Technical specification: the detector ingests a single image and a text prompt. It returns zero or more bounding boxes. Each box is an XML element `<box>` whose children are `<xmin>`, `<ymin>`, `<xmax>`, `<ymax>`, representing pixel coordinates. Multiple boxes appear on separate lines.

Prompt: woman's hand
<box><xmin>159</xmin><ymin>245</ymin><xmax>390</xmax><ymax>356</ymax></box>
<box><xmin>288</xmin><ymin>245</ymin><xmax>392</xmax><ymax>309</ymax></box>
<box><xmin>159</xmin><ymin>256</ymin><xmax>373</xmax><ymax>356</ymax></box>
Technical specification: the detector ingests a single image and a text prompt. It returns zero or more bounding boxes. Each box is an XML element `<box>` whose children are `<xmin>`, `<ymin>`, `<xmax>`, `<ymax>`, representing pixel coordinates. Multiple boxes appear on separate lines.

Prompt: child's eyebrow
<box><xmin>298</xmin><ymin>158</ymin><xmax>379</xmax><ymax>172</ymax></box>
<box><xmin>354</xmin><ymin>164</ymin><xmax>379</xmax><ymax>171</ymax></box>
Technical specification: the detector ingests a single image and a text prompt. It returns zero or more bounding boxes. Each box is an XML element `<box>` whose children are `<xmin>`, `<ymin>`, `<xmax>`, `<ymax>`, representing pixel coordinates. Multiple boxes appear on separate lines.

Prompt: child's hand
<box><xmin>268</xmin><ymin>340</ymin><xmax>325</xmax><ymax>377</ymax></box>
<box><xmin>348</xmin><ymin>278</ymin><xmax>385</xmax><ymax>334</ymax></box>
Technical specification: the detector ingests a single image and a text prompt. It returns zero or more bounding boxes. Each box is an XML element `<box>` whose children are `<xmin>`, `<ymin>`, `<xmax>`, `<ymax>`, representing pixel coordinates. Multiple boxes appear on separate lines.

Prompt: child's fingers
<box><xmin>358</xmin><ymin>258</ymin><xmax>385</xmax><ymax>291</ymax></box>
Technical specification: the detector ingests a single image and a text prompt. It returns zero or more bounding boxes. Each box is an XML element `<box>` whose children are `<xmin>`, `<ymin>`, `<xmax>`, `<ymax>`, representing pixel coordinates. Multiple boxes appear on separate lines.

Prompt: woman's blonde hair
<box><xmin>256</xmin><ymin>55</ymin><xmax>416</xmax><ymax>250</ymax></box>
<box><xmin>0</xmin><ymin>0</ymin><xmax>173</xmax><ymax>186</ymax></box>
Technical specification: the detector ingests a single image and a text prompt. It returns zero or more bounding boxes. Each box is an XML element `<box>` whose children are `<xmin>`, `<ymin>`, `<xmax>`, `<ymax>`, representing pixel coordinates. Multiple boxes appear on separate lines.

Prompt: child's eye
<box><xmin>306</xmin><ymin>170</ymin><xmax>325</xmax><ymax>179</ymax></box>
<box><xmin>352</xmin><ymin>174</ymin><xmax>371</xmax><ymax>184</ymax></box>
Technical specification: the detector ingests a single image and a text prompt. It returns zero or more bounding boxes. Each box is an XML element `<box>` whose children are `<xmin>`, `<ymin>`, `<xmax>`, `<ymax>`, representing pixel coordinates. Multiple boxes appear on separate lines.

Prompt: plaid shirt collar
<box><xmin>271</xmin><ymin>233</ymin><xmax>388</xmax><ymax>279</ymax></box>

____________

→ **SET TASK**
List each line in the listing above that contains the string "hand". Matching is case-sensitive.

→ **TASK SOLUTION**
Prompt: woman's hand
Prompt: child's hand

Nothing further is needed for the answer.